#### Assignment:
Go through the material and pull out every line with the string "array" in it.
== Segment start ==
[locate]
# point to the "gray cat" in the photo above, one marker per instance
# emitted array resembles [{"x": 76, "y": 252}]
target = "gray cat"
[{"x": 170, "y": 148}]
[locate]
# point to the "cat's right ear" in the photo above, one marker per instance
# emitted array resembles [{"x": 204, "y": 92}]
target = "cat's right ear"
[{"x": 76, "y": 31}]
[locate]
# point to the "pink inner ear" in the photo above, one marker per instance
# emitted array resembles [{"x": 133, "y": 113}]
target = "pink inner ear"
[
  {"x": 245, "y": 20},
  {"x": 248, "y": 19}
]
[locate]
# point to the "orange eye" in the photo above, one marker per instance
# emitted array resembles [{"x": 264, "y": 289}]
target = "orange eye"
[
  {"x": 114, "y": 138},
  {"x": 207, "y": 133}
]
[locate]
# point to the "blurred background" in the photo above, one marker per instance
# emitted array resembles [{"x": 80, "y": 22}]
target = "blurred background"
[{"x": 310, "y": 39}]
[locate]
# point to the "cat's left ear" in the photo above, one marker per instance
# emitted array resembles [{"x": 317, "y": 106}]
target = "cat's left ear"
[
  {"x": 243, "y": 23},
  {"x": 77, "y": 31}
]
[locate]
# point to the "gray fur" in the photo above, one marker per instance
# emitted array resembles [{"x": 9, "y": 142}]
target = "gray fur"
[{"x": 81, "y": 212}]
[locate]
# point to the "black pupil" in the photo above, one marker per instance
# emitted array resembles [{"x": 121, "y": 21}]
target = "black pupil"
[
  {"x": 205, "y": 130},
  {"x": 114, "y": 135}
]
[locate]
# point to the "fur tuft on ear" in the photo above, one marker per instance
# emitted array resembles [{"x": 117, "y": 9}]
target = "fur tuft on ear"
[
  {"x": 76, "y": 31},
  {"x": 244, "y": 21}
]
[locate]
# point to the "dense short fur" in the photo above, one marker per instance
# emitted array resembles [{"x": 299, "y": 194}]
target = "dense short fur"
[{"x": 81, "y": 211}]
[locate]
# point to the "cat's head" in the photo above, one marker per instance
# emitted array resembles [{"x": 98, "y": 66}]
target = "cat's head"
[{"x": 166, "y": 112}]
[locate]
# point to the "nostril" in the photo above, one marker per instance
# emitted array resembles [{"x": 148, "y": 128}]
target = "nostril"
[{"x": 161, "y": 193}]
== Segment end ==
#### Problem solution:
# emitted array resembles [{"x": 76, "y": 252}]
# emitted array resembles [{"x": 204, "y": 92}]
# emitted array resembles [{"x": 133, "y": 113}]
# emitted array resembles [{"x": 264, "y": 289}]
# emitted array resembles [{"x": 80, "y": 22}]
# emitted array resembles [{"x": 317, "y": 106}]
# emitted array resembles [{"x": 9, "y": 142}]
# emitted array resembles [{"x": 121, "y": 21}]
# emitted array resembles [{"x": 117, "y": 9}]
# emitted array resembles [{"x": 299, "y": 194}]
# emitted array resembles [{"x": 98, "y": 66}]
# emitted array resembles [{"x": 148, "y": 128}]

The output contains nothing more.